Start of RECORDS FOR THIS TASK
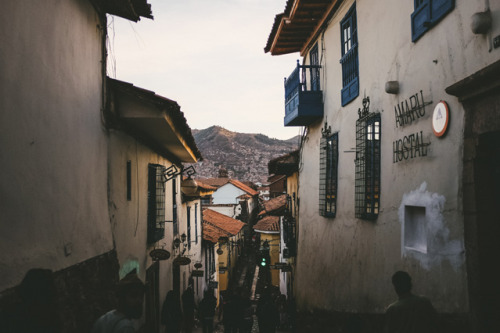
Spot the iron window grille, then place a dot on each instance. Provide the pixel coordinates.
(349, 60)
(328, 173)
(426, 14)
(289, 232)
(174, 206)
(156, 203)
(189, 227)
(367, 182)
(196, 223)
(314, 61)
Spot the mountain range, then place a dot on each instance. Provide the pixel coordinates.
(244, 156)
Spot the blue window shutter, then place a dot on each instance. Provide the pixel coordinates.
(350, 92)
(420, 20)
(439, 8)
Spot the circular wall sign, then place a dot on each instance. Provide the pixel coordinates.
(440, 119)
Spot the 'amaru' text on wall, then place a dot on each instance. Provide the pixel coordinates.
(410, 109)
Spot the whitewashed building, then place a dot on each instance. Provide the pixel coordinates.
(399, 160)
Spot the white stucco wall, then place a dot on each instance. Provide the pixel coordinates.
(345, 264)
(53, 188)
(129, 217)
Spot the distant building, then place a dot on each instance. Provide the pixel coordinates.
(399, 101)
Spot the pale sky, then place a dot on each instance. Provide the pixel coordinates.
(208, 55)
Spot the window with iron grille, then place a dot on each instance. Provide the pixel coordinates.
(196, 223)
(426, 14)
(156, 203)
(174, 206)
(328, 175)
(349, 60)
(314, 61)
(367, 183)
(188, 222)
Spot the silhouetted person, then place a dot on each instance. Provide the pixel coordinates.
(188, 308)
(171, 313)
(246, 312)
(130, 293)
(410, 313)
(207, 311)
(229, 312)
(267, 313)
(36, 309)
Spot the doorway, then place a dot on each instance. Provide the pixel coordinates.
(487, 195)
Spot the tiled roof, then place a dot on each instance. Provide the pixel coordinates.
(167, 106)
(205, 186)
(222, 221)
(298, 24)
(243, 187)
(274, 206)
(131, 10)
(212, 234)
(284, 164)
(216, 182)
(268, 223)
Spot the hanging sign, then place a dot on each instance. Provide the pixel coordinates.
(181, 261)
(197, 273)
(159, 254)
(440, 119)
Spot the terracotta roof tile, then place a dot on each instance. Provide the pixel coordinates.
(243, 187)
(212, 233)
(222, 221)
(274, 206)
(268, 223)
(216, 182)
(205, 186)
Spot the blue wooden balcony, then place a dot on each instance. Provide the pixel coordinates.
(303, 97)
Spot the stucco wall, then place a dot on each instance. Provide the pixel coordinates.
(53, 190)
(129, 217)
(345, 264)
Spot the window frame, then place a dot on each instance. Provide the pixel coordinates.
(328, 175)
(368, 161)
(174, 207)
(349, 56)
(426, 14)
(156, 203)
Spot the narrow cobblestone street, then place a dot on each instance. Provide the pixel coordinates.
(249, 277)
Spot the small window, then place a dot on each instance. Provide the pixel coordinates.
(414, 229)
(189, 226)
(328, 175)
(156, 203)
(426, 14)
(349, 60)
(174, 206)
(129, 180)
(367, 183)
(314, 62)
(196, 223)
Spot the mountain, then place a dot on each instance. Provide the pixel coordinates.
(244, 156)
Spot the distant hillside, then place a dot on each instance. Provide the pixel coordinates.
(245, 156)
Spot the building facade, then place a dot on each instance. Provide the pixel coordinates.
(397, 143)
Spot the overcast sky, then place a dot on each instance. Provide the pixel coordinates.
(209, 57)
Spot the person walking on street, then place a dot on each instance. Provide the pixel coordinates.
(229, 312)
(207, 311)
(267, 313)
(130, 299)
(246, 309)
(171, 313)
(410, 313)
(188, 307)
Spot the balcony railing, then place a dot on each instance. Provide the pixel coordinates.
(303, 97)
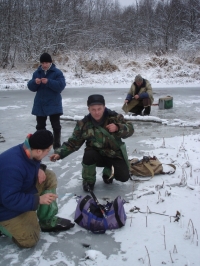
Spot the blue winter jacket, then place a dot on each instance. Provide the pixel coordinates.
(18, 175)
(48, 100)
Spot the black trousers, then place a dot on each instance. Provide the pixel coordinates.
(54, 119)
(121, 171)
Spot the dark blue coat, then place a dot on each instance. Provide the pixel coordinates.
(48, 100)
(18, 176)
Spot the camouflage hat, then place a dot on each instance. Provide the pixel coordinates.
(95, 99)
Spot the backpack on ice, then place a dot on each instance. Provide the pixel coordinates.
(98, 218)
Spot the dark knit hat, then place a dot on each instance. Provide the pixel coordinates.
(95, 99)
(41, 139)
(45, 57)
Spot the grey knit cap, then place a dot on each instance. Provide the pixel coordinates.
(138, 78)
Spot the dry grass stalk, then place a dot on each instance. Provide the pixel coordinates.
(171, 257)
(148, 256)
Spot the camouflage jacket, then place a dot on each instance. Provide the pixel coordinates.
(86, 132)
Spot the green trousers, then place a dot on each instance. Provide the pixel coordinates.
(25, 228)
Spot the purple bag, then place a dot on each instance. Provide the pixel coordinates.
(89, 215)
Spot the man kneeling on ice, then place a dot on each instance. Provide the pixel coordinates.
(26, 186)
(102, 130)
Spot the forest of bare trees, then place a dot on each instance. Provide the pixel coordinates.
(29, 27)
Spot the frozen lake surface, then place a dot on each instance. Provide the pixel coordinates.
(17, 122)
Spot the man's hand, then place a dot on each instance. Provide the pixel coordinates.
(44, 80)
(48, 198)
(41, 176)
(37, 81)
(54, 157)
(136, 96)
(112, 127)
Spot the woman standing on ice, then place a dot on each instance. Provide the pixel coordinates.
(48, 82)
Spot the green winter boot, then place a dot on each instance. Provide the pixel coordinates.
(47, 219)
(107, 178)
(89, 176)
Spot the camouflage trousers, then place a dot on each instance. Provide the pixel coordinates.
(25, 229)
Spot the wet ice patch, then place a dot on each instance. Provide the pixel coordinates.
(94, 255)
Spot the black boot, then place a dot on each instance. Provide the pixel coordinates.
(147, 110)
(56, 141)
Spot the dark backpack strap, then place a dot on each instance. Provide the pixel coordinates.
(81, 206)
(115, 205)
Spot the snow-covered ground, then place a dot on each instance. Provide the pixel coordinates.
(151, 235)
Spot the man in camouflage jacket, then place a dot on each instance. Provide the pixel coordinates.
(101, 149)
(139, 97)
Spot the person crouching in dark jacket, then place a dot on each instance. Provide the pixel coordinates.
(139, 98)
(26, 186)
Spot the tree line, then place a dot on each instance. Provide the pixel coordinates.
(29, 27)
End of RECORDS FOR THIS TASK
● TASK STATEMENT: All records above must be copied exactly, though the pictures they hold are to be left out.

● ANSWER SPACE:
Spot the iron window grille, then place a dot on each instance. Provide the pixel coordinates.
(349, 60)
(328, 173)
(426, 14)
(289, 232)
(174, 206)
(156, 203)
(189, 227)
(367, 182)
(196, 223)
(314, 61)
Spot the mountain range, then place a dot on each instance. Provide the pixel coordinates.
(244, 156)
Spot the blue window shutter, then place a dot on each instance. Provide the pixel coordinates.
(350, 92)
(420, 20)
(439, 8)
Spot the circular wall sign, then place a dot on each instance. Provide the pixel coordinates.
(440, 119)
Spot the 'amaru' text on wall, then place a dot on each instance. Provide the pixel coordinates.
(410, 109)
Spot the whitewashed building, then place a dot on each instance. Provide the pixel coordinates.
(399, 160)
Spot the white stucco wall, then place a dot on each instance. Provide the pixel coordinates.
(345, 264)
(53, 188)
(129, 217)
Spot the distant building, then place a dot on each instance. Provide the pixel coordinates.
(399, 101)
Spot the pale sky, then place a dot on each instance. Provide the pixel coordinates.
(208, 55)
Spot the window with iron grille, then place a dot on each instance. Provide the pixel coordinates.
(196, 223)
(426, 14)
(156, 203)
(174, 206)
(328, 175)
(349, 60)
(314, 61)
(367, 183)
(188, 222)
Spot the silhouetted person, then place a dot on each instance. Provide the pixel coordinates.
(188, 308)
(171, 313)
(246, 312)
(130, 293)
(410, 313)
(207, 311)
(229, 312)
(267, 313)
(36, 309)
Spot the doorway, then place a dot on each instance. Provide the pixel coordinates.
(487, 195)
Spot the tiled roof, then place a dot on each instance. Provide the pixel coordinates.
(167, 106)
(205, 186)
(222, 221)
(298, 24)
(243, 187)
(274, 206)
(131, 10)
(212, 234)
(284, 164)
(216, 182)
(268, 223)
Spot the hanging sign, then place a dot on each instance. Provide the pixel coordinates.
(181, 261)
(197, 273)
(159, 254)
(440, 119)
Spot the terracotta roof tile, then place a dot on each instance. Provide the pixel coordinates.
(243, 187)
(212, 233)
(222, 221)
(274, 206)
(268, 223)
(216, 182)
(205, 186)
Spot the blue wooden balcony, then place a dot on each instance. Provide the pixel coordinates.
(303, 97)
Spot the stucco wall, then place a dot on each instance. Provide the pixel coordinates.
(53, 190)
(129, 217)
(345, 264)
Spot the window frame, then place a dot on each instance. Provide the pixel coordinates.
(328, 175)
(368, 161)
(174, 207)
(349, 56)
(426, 14)
(156, 203)
Spot the narrow cobblestone street, then place a dot on each instance. Provide the pixel coordinates.
(249, 277)
Spot the small window, then place a dot on each instance. Provide the pixel coordinates.
(414, 229)
(189, 226)
(328, 175)
(156, 203)
(426, 14)
(349, 60)
(174, 206)
(129, 180)
(367, 183)
(314, 62)
(196, 223)
Spot the mountain, then place a dot on each instance. Provide the pixel coordinates.
(244, 156)
Spot the distant hillside, then place a dot on each instance. Provide the pixel coordinates.
(245, 156)
Spot the building facade, then place a dot on each instance. Provide the pixel coordinates.
(397, 143)
Spot the overcast sky, then place a dot on each instance. Provide the pixel coordinates.
(209, 57)
Spot the person walking on street, then place a dot on each instance. Provide the pixel coordinates.
(229, 312)
(207, 311)
(267, 313)
(130, 299)
(246, 309)
(171, 313)
(410, 313)
(188, 307)
Spot the balcony railing, then place a dot on each instance. Provide the pixel coordinates.
(303, 97)
Spot the blue winter jacket, then place a dot on each instance. Provide the pixel coordinates.
(18, 175)
(48, 100)
Spot the black trousers, then place a dot on each instance. Provide the pixel coordinates.
(54, 119)
(121, 171)
Spot the dark blue coat, then place a dot on each instance. Provide the pixel coordinates.
(48, 100)
(18, 176)
Spot the camouflage hat, then place a dot on each instance. Provide the pixel coordinates.
(95, 99)
Spot the backpack on ice, then place a dot on each instance. Provide the pixel coordinates.
(98, 218)
Spot the dark knit hat, then place a dot on each instance. Provide the pixel coordinates.
(95, 99)
(41, 139)
(45, 57)
Spot the grey knit cap, then place a dot on each instance. Provide the pixel coordinates.
(138, 78)
Spot the dry grass stalk, then place a dot on each instance. Provide the pixel coordinates.
(171, 257)
(148, 256)
Spot the camouflage jacket, then place a dot on each instance. Provide the pixel coordinates.
(86, 132)
Spot the green trousers, then place a dot on each instance. Provide the pixel coordinates.
(25, 228)
Spot the purple bag, then place a dot on each instance. Provide the pixel coordinates.
(89, 215)
Spot the man kneeling on ice, then place a dot on each instance. Provide the pixel coordinates.
(26, 186)
(102, 130)
Spot the forest of bare trees, then place a dot on each instance. Provide the pixel coordinates.
(29, 27)
Spot the frozen lake surface, then place a dot on each instance. Provide the pixel coordinates.
(17, 122)
Spot the man's hand, then place a dot on each instance. Provide the pixel coordinates.
(44, 80)
(48, 198)
(41, 176)
(37, 81)
(54, 157)
(136, 96)
(112, 127)
Spot the woman standing on ice, then place a dot on each instance. Provide the pixel coordinates.
(48, 82)
Spot the green winter boot, then place a dot on each instance. Provide the pixel coordinates.
(47, 219)
(107, 178)
(89, 176)
Spot the camouflage trousers, then place a dot on each instance. Provide the pixel coordinates.
(25, 229)
Spot the wet ice patch, then place a dot on each instance. Provide the pixel coordinates.
(94, 255)
Spot the black boot, then place a dot on each instance. Provide the pixel coordinates.
(147, 110)
(56, 141)
Spot the dark backpack strap, then place a dot on each instance. Provide the pixel coordinates.
(81, 206)
(115, 205)
Spot the snow-covered ground, then place a dot on each instance. Provide the pixel coordinates.
(151, 235)
Spot the man in camouflage jacket, then place a dot on each instance. Provide the pixel coordinates.
(101, 149)
(139, 97)
Spot the person crouching in dark jacket, then place a dot on each instance. Provide the pixel coordinates.
(139, 98)
(26, 186)
Spot the tree line, then place a dot on each instance. Provide the pixel coordinates.
(29, 27)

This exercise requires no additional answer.